Pull out every line of the entries that contains the word "asphalt", and copy each one in full.

- - - -

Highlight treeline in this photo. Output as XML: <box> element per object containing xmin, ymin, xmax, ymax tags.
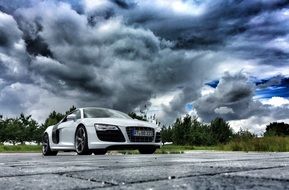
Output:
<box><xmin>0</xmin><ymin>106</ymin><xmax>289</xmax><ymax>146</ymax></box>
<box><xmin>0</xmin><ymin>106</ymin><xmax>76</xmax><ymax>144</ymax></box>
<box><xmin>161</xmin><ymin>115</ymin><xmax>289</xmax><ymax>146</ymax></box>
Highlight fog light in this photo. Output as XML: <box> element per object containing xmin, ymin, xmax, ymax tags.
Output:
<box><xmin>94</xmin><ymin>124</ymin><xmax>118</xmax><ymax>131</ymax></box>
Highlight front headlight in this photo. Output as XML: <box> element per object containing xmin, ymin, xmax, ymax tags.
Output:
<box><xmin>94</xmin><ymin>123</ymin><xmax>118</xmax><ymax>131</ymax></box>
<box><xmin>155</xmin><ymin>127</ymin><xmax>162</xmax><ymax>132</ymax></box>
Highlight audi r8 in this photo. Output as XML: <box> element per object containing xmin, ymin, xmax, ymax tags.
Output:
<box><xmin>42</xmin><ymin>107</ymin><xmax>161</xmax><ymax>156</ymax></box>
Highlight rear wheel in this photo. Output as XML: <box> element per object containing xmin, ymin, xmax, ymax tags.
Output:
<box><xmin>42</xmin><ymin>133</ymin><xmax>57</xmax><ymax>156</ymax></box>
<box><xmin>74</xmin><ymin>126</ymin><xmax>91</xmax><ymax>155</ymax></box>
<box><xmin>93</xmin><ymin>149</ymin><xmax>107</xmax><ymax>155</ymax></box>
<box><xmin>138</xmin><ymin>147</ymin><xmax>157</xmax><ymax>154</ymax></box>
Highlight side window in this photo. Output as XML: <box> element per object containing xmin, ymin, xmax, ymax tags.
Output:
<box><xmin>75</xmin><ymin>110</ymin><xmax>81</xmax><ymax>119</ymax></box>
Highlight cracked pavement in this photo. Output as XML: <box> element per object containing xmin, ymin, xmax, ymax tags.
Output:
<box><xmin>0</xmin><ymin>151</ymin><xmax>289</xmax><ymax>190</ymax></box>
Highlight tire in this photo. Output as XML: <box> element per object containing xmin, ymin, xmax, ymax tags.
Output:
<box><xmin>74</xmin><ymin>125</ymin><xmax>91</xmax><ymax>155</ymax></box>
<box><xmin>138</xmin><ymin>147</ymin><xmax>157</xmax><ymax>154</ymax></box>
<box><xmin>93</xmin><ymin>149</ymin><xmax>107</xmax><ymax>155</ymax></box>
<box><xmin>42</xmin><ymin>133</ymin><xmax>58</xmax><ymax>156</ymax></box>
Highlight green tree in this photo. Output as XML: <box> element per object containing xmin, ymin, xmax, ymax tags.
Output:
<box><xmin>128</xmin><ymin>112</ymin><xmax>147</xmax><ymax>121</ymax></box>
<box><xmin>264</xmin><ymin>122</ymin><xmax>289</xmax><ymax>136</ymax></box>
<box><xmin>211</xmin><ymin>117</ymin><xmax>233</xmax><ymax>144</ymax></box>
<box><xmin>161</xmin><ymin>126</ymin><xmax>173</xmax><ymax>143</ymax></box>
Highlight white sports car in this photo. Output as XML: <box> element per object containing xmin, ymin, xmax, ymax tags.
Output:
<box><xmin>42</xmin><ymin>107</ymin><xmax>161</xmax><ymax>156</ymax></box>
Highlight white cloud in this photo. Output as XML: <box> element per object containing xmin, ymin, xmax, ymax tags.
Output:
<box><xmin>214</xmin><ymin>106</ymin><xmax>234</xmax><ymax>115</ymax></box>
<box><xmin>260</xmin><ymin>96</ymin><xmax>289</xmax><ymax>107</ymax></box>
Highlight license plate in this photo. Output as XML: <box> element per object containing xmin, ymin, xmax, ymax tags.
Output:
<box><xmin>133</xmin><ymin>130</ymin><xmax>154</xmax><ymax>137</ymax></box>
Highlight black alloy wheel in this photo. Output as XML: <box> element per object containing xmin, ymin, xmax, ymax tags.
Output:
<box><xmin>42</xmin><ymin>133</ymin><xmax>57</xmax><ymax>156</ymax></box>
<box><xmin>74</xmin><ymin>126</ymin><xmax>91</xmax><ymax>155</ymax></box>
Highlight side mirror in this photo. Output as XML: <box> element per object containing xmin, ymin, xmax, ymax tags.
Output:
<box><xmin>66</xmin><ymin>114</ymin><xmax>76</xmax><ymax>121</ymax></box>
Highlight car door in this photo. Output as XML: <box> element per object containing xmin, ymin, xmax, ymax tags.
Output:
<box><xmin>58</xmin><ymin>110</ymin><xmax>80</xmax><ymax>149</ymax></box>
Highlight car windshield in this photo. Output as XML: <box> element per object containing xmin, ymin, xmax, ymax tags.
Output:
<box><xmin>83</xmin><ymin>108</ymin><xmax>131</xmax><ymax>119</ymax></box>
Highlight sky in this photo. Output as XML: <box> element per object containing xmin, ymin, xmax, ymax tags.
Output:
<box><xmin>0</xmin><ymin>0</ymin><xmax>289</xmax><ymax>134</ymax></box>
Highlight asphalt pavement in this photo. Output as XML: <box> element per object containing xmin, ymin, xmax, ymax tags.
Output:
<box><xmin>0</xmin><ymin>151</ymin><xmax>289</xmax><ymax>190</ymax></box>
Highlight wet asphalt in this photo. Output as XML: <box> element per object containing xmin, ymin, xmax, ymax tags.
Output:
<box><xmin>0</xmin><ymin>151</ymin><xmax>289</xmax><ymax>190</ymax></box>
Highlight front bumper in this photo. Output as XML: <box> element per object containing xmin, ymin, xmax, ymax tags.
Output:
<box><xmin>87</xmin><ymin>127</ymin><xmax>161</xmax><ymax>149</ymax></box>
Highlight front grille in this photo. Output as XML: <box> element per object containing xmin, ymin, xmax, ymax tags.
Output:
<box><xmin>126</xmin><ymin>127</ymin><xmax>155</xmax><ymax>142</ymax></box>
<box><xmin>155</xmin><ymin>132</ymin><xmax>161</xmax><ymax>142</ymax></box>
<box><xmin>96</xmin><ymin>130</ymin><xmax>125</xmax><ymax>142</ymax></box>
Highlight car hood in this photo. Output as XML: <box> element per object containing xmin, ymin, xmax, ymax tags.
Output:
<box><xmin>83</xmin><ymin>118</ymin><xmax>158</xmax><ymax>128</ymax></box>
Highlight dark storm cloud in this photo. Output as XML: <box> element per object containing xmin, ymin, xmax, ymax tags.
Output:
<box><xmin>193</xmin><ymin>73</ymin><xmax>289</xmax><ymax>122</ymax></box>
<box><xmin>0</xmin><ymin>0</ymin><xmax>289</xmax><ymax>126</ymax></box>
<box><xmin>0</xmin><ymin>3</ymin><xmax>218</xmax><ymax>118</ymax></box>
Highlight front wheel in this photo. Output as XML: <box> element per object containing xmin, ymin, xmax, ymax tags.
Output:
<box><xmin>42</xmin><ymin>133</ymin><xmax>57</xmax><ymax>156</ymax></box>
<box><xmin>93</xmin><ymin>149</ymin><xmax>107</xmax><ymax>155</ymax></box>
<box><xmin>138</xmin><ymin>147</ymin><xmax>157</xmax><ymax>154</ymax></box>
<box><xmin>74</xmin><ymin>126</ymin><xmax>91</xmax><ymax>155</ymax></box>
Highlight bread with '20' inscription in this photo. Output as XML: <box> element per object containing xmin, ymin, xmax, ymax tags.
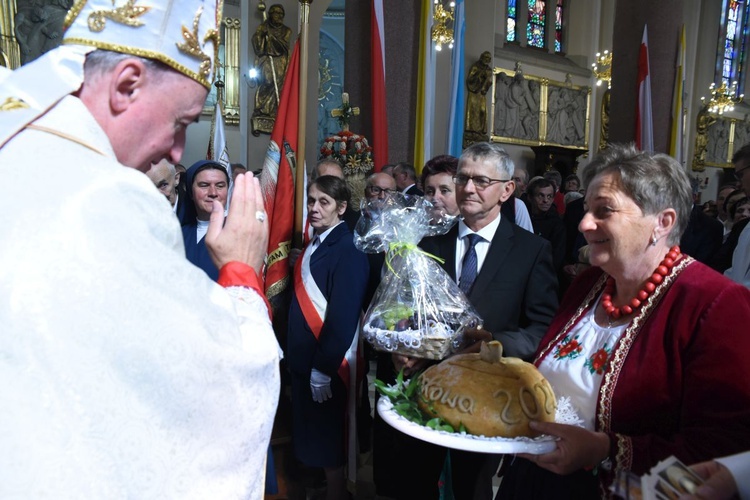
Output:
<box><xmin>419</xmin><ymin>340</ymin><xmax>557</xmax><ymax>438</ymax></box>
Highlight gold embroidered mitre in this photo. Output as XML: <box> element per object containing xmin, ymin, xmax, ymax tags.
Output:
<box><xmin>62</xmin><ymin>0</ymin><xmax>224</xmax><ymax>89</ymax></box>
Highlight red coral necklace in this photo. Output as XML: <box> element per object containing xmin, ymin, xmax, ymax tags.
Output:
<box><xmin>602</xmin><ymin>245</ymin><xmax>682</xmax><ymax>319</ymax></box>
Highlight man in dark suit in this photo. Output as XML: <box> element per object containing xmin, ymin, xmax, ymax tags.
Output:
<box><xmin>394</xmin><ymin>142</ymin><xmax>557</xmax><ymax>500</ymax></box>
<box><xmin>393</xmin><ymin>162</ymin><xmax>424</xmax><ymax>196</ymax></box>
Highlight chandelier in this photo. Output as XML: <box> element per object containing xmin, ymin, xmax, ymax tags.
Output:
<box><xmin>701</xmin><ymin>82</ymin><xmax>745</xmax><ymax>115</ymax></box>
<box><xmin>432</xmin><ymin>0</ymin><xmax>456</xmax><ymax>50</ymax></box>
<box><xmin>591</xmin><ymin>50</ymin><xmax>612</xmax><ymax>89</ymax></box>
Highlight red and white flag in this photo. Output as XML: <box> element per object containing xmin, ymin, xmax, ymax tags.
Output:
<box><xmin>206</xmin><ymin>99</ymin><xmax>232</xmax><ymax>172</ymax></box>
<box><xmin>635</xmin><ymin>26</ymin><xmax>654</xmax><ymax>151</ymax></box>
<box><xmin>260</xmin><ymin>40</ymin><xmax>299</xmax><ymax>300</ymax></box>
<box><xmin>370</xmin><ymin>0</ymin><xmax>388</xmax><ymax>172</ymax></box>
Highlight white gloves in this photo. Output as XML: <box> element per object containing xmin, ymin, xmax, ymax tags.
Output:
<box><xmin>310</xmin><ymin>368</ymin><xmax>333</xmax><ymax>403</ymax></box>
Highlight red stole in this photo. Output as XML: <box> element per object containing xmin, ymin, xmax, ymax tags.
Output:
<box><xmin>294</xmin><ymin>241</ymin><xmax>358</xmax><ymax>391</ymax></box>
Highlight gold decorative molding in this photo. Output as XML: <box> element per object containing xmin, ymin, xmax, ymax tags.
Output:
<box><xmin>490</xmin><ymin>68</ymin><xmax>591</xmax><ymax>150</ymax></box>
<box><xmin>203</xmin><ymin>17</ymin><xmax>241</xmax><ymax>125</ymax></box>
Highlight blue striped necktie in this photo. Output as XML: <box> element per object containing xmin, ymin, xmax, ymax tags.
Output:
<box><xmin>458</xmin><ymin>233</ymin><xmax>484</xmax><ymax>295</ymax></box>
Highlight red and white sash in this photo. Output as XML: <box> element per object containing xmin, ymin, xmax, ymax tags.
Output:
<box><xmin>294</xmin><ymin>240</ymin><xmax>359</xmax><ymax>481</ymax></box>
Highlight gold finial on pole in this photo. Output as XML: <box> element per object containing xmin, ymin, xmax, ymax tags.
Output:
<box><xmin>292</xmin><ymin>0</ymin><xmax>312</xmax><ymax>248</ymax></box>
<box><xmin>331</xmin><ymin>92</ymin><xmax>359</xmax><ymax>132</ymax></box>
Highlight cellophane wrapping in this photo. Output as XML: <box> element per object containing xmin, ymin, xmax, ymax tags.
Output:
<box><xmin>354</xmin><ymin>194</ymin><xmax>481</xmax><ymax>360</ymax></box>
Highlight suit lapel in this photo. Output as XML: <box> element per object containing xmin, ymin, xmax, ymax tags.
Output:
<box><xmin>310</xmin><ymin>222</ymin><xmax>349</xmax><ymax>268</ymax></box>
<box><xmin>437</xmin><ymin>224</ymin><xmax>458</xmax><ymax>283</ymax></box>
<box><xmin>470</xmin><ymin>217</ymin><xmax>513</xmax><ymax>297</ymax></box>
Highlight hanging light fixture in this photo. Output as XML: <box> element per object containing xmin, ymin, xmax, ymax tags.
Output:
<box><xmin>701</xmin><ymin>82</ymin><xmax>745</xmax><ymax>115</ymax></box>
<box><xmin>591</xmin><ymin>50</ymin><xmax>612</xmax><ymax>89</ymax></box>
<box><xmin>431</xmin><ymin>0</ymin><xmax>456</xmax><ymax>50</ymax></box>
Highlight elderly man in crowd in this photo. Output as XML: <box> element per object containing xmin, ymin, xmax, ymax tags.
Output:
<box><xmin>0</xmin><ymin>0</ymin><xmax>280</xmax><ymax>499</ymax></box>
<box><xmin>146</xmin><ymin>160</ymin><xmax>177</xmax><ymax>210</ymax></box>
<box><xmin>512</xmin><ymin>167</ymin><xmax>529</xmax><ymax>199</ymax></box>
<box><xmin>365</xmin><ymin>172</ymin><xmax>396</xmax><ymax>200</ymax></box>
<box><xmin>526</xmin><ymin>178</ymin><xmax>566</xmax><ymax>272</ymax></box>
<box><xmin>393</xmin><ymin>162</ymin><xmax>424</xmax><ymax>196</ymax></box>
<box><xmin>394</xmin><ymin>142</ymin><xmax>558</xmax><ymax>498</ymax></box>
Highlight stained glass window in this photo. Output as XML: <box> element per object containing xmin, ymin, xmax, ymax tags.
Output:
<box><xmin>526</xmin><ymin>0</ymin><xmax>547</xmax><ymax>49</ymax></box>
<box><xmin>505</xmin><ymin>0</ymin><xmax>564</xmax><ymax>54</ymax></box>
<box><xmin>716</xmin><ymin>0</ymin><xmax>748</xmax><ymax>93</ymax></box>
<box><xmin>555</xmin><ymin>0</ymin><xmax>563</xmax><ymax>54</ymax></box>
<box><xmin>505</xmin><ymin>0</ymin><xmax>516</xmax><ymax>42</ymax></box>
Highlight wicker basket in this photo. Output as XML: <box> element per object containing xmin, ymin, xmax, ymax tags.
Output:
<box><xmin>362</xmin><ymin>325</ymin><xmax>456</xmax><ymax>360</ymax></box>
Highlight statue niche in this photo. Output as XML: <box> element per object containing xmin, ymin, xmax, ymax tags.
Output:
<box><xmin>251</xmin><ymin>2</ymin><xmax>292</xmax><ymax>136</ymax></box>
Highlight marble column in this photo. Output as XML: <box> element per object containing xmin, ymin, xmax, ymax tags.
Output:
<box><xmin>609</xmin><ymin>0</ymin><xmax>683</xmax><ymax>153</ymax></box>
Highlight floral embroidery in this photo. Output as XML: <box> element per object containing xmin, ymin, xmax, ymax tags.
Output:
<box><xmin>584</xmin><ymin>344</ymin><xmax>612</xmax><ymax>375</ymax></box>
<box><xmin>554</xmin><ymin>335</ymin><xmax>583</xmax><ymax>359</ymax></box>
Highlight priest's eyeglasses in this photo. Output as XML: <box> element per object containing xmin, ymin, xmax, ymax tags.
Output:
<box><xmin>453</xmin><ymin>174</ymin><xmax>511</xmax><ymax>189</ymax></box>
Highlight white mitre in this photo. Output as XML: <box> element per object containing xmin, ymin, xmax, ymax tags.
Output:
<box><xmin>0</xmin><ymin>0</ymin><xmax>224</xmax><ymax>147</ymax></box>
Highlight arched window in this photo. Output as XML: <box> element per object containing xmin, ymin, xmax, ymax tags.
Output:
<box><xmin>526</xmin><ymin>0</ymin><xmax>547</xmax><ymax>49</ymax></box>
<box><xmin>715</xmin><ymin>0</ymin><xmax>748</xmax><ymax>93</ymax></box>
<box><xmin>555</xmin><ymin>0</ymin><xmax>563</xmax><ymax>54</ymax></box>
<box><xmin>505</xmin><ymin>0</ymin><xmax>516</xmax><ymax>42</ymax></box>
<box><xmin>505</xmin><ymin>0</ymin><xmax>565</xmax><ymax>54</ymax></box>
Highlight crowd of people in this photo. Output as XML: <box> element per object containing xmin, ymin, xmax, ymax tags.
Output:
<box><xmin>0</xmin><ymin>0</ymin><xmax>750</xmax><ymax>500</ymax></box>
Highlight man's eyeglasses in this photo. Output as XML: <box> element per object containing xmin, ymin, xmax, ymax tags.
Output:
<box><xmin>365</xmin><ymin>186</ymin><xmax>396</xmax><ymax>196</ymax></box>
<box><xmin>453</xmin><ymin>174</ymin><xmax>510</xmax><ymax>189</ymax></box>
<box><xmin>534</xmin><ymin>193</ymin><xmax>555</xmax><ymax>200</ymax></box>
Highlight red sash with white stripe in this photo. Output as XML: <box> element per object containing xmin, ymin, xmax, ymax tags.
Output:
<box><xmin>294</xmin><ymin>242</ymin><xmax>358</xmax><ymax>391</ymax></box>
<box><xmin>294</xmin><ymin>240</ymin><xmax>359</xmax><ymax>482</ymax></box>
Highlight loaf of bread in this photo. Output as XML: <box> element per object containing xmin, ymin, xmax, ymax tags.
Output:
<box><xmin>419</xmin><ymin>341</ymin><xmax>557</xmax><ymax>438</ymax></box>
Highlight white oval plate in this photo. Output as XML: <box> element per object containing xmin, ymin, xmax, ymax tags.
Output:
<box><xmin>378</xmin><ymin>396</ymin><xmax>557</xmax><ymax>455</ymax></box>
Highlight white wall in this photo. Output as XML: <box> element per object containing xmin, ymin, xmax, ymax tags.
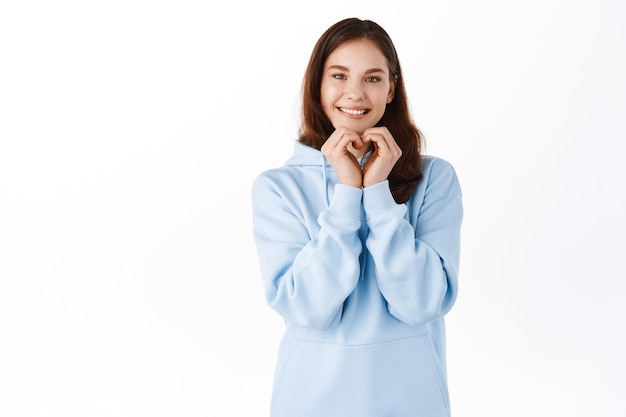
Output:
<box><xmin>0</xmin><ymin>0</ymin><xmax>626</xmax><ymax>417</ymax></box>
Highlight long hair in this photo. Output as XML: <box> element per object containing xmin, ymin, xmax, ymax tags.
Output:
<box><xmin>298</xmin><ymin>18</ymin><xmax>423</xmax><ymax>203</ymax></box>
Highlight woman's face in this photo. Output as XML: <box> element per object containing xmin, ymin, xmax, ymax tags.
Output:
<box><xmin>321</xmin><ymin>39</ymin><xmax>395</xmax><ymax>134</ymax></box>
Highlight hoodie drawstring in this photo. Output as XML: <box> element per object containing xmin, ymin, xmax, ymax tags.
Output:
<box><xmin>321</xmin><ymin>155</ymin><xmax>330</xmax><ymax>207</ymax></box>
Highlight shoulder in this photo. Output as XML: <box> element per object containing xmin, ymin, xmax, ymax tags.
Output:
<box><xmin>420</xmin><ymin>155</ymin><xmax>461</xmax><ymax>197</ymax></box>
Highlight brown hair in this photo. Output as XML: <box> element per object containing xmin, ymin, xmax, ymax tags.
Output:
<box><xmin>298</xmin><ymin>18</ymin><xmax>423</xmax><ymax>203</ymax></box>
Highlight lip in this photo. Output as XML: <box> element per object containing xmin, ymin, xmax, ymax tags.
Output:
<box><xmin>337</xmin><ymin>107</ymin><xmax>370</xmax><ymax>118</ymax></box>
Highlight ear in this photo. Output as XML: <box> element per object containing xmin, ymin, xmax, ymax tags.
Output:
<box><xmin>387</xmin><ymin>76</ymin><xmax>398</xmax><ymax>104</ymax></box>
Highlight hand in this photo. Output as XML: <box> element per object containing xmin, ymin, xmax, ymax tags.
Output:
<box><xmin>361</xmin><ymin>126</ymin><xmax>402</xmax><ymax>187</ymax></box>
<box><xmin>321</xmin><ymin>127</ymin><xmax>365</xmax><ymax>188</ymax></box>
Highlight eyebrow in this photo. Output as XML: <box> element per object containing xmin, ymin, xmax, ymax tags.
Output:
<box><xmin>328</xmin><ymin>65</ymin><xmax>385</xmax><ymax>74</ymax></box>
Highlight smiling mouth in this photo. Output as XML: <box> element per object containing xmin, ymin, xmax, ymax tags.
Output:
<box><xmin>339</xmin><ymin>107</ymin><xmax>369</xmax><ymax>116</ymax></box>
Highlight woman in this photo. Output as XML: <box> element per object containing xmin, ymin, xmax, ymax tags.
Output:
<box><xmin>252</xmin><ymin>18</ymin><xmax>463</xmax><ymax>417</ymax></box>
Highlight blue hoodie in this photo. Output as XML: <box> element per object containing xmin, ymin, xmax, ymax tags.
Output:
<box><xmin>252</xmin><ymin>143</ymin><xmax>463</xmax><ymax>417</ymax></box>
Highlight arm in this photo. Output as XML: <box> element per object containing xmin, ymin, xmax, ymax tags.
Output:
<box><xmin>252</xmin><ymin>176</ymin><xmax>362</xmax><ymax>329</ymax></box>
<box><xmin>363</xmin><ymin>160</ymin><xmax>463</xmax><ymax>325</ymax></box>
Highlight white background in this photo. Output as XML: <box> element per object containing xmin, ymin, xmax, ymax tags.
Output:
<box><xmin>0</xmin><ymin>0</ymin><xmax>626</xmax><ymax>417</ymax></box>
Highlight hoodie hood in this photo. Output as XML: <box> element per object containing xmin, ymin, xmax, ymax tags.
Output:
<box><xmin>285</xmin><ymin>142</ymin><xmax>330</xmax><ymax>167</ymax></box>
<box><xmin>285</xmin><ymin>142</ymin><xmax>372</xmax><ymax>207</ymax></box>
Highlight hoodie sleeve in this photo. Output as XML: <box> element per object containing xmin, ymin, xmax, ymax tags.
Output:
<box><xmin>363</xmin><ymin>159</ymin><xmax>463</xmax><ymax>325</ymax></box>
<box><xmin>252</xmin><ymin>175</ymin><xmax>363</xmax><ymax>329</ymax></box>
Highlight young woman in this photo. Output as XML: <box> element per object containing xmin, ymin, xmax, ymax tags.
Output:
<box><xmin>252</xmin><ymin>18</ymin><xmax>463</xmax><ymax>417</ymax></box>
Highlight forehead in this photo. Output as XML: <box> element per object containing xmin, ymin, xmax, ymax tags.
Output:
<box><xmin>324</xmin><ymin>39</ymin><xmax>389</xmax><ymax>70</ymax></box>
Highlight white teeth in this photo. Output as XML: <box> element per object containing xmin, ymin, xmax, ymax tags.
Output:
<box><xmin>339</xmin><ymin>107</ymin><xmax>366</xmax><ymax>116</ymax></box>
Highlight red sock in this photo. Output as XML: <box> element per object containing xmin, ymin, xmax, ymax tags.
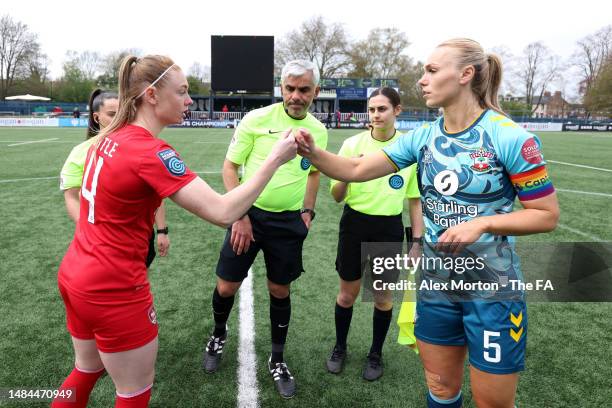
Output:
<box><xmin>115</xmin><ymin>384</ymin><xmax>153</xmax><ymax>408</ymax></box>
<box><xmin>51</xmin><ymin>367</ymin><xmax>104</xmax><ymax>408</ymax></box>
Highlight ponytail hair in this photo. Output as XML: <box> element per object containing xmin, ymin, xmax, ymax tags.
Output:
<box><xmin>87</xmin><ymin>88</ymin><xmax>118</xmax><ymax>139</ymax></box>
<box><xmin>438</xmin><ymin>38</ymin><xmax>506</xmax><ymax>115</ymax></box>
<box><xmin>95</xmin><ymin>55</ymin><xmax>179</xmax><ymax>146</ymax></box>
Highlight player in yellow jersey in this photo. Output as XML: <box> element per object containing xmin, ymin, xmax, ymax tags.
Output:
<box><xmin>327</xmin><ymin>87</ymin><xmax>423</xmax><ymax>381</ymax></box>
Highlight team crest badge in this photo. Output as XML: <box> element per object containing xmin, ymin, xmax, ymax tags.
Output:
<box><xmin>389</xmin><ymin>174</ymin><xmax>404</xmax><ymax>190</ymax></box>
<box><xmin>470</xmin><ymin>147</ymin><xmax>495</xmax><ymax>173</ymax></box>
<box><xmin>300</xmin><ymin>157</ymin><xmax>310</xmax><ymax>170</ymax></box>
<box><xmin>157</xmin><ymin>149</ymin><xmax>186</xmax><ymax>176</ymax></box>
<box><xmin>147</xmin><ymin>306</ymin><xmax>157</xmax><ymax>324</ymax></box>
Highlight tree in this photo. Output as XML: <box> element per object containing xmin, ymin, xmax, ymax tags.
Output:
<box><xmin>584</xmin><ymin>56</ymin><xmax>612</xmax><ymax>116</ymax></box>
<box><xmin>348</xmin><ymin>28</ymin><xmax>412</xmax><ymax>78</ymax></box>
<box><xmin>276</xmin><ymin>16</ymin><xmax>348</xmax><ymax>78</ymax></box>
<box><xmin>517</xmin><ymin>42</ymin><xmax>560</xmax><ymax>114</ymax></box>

- - - -

» Exercise answer
Highlight asphalt pavement in this photo. Output as XML: <box> element per object containing xmin, ymin, xmax, ymax tags.
Highlight wet asphalt in this photo. Output as XML: <box> element per object containing xmin, ymin, xmax, ymax tags.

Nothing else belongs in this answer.